_TASK MATERIAL_
-- begin --
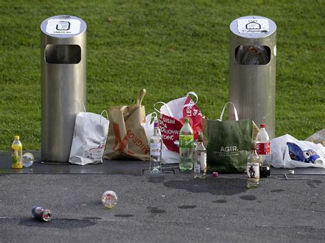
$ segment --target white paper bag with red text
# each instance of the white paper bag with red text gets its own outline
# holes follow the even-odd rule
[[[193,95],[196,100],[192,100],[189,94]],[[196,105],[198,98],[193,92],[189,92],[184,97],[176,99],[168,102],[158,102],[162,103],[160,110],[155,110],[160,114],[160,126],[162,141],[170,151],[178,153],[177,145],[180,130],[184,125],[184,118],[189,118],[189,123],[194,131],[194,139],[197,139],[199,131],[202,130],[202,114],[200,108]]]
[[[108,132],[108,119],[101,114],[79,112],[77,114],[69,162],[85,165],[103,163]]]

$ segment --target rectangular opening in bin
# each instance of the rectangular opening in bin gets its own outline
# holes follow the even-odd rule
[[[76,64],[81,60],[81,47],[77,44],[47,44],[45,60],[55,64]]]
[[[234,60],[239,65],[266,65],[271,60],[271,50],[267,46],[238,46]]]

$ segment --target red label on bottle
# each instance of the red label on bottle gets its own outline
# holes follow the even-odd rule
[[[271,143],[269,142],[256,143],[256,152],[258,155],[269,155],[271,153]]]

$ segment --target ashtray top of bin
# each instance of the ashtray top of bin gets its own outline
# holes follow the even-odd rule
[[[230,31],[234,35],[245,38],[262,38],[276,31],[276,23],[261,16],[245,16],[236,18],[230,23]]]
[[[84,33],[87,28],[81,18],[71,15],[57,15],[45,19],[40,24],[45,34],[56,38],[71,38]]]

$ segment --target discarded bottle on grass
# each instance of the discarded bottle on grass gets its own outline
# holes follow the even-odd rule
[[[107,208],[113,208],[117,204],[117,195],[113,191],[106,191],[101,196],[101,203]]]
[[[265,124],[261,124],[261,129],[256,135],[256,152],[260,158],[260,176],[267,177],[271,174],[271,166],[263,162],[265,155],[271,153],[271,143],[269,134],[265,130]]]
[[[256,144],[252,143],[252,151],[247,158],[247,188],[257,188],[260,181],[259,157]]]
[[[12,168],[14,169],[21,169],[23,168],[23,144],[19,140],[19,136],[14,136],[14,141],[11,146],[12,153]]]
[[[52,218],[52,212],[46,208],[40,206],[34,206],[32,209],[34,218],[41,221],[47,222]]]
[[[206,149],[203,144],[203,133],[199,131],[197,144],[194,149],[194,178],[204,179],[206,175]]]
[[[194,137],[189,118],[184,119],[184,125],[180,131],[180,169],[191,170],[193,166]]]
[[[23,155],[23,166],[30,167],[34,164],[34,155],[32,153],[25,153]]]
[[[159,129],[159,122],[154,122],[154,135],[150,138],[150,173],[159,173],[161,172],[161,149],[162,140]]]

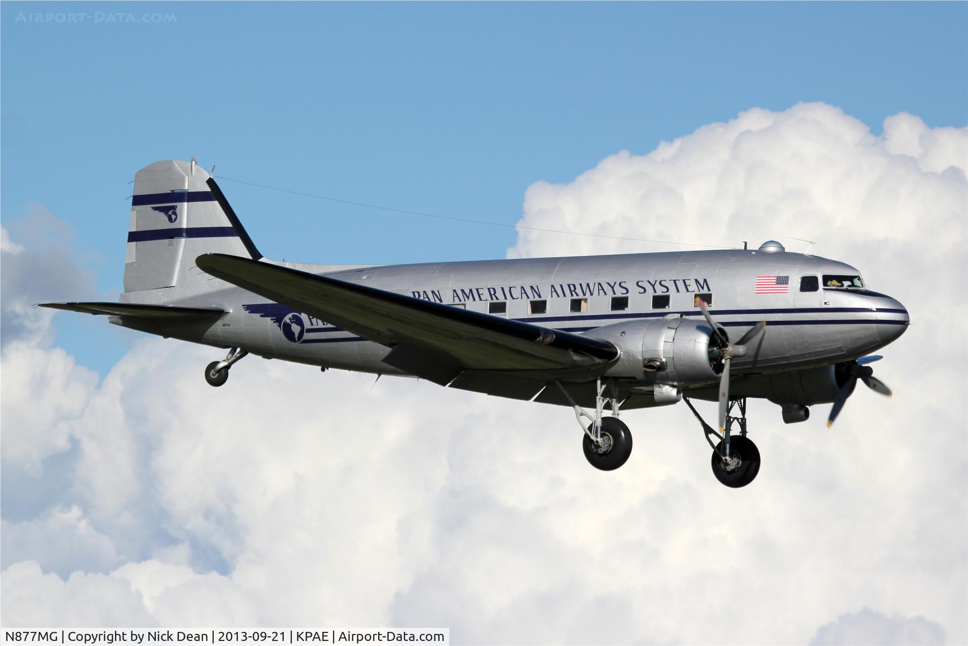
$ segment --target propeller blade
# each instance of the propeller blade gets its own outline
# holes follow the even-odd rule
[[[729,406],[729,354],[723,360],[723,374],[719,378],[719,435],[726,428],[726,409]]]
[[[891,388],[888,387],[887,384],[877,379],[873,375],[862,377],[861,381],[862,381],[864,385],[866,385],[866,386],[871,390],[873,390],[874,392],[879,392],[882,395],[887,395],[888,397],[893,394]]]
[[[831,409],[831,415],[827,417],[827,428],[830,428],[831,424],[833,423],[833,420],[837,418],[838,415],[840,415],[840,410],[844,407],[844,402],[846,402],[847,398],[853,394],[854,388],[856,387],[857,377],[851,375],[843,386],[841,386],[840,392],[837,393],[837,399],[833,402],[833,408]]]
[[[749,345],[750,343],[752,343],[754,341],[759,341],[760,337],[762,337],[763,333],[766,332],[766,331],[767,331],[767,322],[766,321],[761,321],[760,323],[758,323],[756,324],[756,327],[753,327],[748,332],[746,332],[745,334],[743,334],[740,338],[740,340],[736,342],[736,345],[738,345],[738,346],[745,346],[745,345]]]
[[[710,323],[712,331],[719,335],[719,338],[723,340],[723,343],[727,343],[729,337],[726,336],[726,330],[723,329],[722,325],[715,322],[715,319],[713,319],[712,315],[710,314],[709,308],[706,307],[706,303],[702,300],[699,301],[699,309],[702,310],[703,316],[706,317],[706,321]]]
-- end --
-- begin --
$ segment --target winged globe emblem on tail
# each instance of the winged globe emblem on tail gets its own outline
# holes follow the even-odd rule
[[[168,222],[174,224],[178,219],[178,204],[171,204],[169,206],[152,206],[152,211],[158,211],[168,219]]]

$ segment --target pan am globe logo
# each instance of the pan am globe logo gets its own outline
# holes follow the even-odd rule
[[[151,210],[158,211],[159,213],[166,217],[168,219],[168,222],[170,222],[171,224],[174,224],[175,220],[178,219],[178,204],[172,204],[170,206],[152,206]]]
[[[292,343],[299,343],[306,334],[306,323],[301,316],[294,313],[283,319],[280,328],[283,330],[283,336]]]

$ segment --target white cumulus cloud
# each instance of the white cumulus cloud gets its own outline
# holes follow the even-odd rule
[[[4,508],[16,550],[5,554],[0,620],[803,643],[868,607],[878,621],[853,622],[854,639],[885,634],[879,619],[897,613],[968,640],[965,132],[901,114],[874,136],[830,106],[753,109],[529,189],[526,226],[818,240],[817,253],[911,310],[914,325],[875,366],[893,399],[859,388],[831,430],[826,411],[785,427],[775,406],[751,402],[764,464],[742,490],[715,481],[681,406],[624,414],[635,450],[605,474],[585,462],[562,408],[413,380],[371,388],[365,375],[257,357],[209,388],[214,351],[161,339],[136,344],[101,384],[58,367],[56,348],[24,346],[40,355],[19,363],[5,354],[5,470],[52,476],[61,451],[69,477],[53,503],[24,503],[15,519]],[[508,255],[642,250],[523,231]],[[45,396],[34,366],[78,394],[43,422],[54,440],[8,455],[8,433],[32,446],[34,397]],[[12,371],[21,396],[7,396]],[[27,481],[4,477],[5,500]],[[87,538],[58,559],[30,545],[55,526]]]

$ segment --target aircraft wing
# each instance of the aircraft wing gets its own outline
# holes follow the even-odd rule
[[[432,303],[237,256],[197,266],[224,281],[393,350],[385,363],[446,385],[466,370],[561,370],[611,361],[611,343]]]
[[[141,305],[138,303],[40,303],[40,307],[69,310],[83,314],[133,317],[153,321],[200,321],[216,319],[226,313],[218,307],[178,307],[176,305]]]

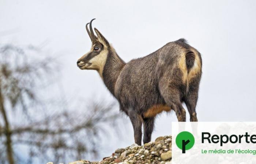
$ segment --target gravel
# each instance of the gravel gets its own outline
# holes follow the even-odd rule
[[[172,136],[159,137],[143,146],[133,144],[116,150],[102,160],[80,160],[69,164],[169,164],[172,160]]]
-- end --
-- begin --
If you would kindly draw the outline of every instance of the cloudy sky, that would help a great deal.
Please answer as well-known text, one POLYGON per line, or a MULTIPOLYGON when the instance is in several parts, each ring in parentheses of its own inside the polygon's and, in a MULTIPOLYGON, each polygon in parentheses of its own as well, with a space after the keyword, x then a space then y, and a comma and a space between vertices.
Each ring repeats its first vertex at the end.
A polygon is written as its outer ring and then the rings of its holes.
-- end --
How many lines in the entries above contain the string "white"? Reply with the number only.

4